* _EXERCISE DIRECTIONS_
Please quote the material exactly, every line of it.

* BEGIN *

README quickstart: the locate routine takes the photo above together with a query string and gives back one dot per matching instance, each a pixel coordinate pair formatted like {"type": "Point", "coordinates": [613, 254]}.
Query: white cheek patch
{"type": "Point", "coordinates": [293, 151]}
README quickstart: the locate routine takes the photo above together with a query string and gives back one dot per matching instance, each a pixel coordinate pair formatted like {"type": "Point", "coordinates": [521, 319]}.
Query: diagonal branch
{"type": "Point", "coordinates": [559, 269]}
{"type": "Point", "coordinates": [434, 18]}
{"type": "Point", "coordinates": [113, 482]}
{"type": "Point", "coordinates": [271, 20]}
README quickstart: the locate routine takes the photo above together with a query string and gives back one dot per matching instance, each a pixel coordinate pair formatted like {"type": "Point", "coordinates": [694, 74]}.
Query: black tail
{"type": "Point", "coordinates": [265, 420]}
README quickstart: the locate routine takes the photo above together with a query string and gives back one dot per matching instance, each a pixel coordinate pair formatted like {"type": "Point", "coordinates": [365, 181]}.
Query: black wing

* END *

* _SOLUTION TO THIS PROBLEM_
README quickstart: the locate routine takes the photo above together with a query string and gives back one dot per matching instance, each a pixel coordinate pair formatted like {"type": "Point", "coordinates": [613, 254]}.
Query: white cheek patch
{"type": "Point", "coordinates": [293, 151]}
README quickstart: the locate routine takes the photo above together with a query string and gives back one dot per matching instance, each a pixel coordinate pair formatted like {"type": "Point", "coordinates": [521, 319]}.
Query: diagonal branch
{"type": "Point", "coordinates": [559, 269]}
{"type": "Point", "coordinates": [434, 18]}
{"type": "Point", "coordinates": [113, 482]}
{"type": "Point", "coordinates": [271, 20]}
README quickstart: the locate routine takes the photo above together with a query string and gives back one dot per matching instance, each a pixel coordinate pair formatted like {"type": "Point", "coordinates": [694, 74]}.
Query: black tail
{"type": "Point", "coordinates": [265, 420]}
README quickstart: the locate routine takes the photo above together with a query string and gives back one dot per matching instance, each a pixel coordinate pair formatted like {"type": "Point", "coordinates": [365, 181]}.
Query: black wing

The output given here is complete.